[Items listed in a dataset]
** START **

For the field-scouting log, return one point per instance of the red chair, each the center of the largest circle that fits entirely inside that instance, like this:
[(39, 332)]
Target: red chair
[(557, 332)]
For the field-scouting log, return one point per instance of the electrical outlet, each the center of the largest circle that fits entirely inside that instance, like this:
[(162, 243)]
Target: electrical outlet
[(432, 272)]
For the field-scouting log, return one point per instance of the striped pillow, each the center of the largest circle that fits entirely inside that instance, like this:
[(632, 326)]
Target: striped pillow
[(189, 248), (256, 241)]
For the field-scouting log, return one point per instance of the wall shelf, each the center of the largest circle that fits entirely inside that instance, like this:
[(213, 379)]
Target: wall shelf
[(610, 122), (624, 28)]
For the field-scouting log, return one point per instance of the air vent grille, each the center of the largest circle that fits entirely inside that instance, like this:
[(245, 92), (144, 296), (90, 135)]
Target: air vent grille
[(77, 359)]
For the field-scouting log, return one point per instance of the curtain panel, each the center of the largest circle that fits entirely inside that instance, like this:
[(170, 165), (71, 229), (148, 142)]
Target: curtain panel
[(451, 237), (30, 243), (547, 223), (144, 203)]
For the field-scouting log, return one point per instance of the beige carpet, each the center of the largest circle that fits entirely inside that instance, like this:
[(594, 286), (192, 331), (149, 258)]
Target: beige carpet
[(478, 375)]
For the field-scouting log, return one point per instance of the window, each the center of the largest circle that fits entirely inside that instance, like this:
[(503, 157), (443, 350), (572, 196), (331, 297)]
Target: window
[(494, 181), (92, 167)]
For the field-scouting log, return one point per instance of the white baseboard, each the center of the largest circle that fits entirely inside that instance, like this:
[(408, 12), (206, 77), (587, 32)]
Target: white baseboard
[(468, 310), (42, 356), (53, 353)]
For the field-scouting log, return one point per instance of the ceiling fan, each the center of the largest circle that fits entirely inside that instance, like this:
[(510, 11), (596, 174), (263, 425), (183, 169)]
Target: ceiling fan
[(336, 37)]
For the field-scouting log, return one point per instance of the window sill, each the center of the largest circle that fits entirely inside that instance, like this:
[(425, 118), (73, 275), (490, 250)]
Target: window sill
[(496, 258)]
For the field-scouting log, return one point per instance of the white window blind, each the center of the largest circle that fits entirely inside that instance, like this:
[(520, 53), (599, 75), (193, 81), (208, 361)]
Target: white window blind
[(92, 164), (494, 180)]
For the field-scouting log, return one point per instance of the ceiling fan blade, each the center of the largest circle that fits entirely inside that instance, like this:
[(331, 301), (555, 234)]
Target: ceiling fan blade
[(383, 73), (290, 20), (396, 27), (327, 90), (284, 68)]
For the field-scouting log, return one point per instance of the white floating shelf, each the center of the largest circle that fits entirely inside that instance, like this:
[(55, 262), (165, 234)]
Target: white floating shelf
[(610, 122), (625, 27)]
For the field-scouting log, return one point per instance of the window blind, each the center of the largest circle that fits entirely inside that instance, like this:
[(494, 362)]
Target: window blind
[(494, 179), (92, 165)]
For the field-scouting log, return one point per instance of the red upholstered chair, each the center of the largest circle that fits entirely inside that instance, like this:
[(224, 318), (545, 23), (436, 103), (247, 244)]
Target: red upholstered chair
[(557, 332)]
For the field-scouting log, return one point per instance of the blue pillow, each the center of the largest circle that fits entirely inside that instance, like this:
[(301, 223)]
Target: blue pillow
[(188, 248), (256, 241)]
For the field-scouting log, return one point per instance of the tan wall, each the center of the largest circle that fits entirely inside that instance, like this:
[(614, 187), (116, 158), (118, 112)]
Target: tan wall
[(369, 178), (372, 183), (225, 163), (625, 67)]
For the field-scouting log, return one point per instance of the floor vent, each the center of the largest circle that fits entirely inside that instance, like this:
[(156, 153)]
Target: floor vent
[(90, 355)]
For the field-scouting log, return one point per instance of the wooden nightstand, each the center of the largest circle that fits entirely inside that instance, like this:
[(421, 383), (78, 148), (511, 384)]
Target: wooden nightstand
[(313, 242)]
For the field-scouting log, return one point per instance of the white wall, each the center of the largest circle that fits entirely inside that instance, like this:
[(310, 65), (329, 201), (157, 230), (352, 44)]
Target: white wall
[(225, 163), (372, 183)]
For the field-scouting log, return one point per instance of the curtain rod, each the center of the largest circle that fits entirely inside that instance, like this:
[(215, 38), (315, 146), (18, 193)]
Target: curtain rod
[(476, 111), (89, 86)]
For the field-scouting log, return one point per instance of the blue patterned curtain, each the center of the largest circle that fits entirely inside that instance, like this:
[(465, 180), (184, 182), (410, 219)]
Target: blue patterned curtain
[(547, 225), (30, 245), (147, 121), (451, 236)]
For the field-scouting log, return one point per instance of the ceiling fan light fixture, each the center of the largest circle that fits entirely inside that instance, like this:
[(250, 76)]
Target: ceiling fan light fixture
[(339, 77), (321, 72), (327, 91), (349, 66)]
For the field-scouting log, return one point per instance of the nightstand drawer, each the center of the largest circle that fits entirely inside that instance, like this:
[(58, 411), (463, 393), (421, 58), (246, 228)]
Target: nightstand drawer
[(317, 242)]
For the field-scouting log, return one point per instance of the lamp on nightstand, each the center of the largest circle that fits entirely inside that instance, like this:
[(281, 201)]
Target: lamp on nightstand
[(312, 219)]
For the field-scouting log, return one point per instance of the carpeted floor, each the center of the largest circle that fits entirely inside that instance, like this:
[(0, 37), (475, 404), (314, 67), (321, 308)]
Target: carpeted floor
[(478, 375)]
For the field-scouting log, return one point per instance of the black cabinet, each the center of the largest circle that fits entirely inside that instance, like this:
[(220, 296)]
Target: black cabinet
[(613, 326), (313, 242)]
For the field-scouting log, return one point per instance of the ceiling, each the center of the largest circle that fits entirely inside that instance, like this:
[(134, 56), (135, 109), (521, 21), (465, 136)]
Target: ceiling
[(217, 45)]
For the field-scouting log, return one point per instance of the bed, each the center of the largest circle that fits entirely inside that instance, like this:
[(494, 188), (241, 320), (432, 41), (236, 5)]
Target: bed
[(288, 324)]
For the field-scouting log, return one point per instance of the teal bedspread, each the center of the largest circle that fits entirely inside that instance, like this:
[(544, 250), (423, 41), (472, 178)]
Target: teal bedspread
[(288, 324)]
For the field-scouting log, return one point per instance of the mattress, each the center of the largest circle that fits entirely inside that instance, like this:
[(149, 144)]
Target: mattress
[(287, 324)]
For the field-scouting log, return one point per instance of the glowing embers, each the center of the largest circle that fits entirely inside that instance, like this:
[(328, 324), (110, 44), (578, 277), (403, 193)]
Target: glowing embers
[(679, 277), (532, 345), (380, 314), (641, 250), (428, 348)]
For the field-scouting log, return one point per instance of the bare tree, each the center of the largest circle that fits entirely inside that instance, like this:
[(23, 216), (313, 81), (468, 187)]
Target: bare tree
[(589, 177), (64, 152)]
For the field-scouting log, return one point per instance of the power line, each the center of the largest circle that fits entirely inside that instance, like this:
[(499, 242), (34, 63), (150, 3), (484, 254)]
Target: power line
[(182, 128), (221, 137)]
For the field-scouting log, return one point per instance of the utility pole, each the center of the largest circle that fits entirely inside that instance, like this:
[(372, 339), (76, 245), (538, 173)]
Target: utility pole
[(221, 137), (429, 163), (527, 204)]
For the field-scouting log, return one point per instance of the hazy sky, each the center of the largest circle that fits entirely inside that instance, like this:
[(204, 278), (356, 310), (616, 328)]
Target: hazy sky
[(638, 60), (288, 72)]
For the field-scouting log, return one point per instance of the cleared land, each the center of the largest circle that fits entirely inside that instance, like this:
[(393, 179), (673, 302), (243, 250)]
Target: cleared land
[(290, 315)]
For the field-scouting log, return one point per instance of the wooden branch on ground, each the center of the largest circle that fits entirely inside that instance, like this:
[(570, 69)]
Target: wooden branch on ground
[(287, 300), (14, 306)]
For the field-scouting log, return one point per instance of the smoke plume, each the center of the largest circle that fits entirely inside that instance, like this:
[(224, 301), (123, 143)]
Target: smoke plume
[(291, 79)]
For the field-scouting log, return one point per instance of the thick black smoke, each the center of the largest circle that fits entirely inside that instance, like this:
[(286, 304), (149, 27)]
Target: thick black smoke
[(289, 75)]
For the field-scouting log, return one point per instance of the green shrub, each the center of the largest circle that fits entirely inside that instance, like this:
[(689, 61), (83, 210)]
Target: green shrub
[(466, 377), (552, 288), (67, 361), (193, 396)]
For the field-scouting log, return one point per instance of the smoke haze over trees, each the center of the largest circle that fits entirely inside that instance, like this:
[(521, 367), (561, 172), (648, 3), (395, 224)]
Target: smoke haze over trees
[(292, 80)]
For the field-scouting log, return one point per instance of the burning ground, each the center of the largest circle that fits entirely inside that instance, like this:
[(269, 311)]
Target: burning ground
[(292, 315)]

** END **

Requirement
Set down, word for word, every line from the line that holds "the smoke haze" to the end of the entries above, including both ends.

Solution for this problem
For the field-scouting log, return one point per instance of the smoke haze over trees, each the center of the largest circle that fits entirely inside that instance, like this:
[(521, 367), (561, 172), (648, 3), (395, 224)]
Target: smoke haze over trees
[(292, 80)]
For the field-scouting log, return one point per instance of the burning ground, each the center of the largest circle that fits entirely inside that instance, like this:
[(269, 311)]
Target: burning ground
[(292, 315)]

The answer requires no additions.